Algumas reflexões sobre o Mito do Abuso Mútuo entre lésbicas.

Karen Lee Asheran

A idéia de que os casais lésbicos são ‘mutuamente abusivos’ é um dos mitos mais arriscados para as vítimas. Esse mito conspira com o que uma mulher abusiva já está dizendo a sua parceira 1 – que a violência é de responsabilidade da vítima. Pessoas abusivas tem uma habilidade incomum de retratar a si mesmas com encanto e segurança como as verdadeiras vítimas, e elas colocam outras em uma realidade fraudulenta.
Sem uma investigação apropriada, tentativas de restaurar poder roubado (comportamentos auto-defensivos) da parte das sobreviventes podem parecer ‘mutuamente abusivos’. Mas quando as vítimas buscam ajuda e dizem a ela que ela é de algum modo (ou até mesmo, igualmente) responsável pela violência, ela ouve que seu agressor está certo. A mensagem é de que ela é culpada, portanto tem o poder de reparar a violência, e ela volta a sua auto-dissecação crítica que é encorajada pela parceira. Isso a mantém ainda mais profundamente atrapada no relacionamento, e consequentemente aumenta o risco de letalidade.
Em adição, dizer a uma mulher abusiva que sua parceira é igualmente abusiva libera a abusadora da responsabilidade, e elimina qualquer esperança de responsabilização. Ela acredita não apenas que ela não precisa fazer nada para melhorar seus comportamentos, mas também seu senso de si mesma como vítima é fortificado.

= = = = = = =

(OBJETIVO A):
Retorne todas as linhas da listagem em que aparece a palavra "jeans".
O texto e a listagem são materiais independentes um do outro.

[Registros do conjunto de anotações por pontos]

= = = = = = =

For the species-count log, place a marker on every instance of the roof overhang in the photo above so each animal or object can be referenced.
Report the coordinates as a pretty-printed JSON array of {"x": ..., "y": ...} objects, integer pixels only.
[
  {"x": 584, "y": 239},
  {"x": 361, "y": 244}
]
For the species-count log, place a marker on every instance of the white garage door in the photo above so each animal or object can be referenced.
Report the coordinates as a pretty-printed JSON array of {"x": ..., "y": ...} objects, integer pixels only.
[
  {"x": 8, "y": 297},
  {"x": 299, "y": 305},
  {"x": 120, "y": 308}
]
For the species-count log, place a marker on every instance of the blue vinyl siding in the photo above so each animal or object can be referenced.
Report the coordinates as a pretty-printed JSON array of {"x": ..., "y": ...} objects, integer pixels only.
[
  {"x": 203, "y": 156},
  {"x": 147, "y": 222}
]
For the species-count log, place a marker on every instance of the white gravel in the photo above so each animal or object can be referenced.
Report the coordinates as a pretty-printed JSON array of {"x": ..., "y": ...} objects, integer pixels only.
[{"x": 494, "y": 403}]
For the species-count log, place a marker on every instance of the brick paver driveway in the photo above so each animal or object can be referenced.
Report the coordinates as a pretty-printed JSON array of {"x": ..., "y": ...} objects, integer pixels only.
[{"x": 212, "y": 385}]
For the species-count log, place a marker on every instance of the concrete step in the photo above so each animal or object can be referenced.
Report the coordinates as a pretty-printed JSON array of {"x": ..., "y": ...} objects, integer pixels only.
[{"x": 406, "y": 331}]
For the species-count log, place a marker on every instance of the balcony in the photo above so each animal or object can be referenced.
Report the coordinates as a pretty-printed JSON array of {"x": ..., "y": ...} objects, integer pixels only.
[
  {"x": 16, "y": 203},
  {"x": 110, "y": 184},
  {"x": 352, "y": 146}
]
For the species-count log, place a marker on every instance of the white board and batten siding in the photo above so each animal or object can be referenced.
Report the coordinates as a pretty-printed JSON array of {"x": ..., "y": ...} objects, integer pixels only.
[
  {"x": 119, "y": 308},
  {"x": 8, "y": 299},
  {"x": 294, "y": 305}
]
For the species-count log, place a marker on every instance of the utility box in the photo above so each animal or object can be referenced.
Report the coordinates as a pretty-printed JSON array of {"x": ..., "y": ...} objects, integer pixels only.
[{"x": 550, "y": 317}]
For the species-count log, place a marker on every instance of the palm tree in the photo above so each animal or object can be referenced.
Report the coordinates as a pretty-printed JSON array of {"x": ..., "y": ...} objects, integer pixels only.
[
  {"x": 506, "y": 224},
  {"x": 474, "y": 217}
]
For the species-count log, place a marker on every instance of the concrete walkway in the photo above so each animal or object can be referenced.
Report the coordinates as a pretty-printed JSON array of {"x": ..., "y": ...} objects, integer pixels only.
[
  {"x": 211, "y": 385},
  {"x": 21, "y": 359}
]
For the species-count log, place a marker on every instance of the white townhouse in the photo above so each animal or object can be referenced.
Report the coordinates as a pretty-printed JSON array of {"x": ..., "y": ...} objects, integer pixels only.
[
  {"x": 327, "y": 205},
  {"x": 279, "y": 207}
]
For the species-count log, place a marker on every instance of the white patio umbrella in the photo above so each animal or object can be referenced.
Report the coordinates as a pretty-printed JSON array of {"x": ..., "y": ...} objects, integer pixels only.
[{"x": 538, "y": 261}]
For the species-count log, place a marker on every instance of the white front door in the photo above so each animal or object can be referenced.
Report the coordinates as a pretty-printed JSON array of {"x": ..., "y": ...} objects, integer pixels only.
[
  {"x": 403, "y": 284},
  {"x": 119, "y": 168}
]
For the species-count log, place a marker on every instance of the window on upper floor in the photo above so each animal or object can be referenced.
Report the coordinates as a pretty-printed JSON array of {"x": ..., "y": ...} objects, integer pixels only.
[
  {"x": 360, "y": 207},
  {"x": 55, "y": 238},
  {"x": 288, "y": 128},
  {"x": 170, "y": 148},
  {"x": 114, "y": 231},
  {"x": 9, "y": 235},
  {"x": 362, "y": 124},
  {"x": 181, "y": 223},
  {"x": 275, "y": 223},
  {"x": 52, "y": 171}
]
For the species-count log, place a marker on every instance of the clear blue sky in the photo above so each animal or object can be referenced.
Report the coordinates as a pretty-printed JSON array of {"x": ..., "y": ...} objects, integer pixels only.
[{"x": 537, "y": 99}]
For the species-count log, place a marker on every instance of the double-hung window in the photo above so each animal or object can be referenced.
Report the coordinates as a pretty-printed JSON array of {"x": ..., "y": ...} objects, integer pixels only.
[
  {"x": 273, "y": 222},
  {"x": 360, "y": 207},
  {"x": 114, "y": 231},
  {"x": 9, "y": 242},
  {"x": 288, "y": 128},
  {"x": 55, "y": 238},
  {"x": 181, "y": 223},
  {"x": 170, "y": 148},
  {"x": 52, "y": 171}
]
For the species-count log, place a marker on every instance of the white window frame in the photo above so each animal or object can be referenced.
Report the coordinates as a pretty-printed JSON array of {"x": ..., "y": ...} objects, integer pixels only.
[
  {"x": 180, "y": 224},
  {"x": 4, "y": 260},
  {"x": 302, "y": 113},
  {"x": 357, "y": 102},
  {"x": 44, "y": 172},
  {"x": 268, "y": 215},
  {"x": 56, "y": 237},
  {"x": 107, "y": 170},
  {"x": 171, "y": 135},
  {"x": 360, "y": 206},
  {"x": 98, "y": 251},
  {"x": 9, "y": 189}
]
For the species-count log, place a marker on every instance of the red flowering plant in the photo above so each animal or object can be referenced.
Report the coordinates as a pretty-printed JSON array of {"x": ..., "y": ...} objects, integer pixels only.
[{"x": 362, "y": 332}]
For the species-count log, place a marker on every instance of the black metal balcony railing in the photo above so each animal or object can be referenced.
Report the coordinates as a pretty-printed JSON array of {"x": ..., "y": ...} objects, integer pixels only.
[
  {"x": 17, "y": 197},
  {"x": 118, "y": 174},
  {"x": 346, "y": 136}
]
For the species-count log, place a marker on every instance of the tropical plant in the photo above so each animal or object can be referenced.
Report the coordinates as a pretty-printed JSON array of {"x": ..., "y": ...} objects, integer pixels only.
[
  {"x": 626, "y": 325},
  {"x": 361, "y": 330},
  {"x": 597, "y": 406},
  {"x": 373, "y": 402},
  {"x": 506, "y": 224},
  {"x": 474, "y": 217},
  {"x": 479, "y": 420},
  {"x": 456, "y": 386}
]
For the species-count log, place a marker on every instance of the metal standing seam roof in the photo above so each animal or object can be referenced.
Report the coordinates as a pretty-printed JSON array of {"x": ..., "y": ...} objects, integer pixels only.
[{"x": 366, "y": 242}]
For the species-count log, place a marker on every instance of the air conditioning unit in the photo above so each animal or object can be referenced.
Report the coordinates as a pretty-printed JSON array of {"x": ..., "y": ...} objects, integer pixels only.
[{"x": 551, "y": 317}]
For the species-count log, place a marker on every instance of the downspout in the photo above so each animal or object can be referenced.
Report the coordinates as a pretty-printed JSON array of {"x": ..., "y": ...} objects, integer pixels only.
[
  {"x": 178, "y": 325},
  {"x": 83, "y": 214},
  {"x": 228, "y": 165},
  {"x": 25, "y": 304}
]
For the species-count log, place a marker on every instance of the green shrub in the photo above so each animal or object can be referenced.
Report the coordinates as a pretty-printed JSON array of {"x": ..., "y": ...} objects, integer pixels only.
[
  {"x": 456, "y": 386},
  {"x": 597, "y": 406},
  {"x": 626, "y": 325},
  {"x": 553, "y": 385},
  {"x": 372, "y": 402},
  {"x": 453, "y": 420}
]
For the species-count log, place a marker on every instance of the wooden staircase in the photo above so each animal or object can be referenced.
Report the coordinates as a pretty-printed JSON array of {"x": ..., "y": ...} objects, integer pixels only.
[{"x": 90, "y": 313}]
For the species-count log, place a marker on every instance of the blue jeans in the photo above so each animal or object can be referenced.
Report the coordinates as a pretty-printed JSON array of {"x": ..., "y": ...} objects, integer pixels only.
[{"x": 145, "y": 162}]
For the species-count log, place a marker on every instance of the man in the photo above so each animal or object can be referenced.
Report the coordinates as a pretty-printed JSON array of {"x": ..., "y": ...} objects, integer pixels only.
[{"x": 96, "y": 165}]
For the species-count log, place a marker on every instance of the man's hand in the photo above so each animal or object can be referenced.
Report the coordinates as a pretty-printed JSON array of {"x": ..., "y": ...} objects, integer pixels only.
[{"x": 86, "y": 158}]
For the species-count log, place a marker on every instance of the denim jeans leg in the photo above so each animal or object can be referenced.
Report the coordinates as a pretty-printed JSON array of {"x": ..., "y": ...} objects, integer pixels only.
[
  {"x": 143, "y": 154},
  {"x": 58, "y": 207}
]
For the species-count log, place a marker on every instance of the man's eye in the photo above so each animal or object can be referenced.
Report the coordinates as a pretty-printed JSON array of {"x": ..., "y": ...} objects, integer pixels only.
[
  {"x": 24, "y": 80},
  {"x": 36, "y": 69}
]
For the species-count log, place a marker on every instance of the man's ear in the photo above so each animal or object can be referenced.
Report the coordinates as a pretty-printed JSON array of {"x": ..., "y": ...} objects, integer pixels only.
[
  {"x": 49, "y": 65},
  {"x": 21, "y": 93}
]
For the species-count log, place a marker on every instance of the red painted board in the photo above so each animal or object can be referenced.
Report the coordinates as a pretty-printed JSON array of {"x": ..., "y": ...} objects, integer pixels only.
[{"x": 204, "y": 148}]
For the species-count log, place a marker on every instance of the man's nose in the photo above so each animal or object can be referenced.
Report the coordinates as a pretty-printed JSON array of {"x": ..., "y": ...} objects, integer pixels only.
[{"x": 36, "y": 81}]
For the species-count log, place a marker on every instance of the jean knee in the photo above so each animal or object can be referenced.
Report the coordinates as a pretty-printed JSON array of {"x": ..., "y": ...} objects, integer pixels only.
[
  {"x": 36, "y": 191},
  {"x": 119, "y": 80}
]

= = = = = = =

(OBJETIVO B):
Diga se cada afirmação concorda com o texto sobre o mito do abuso mútuo entre lésbicas, respondendo sim ou não e citando as palavras do texto que decidem: (i) pessoas abusivas se apresentam como as verdadeiras vítimas; (ii) os comportamentos auto-defensivos das sobreviventes nunca podem parecer abusivos; (iii) dizer a uma mulher abusiva que a parceira é igualmente abusiva a libera da responsabilidade.

(RESPOSTA CORRETA A):
For the species-count log, place a marker on every instance of the blue jeans in the photo above so each animal or object can be referenced.
For the species-count log, place a marker on every instance of the denim jeans leg in the photo above so each animal or object can be referenced.

(RESPOSTA CORRETA B):
(i) Sim: "Pessoas abusivas tem uma habilidade incomum de retratar a si mesmas com encanto e segurança como as verdadeiras vítimas"
(ii) Não: "Sem uma investigação apropriada, tentativas de restaurar poder roubado (comportamentos auto-defensivos) da parte das sobreviventes podem parecer ‘mutuamente abusivos’."
(iii) Sim: "dizer a uma mulher abusiva que sua parceira é igualmente abusiva libera a abusadora da responsabilidade"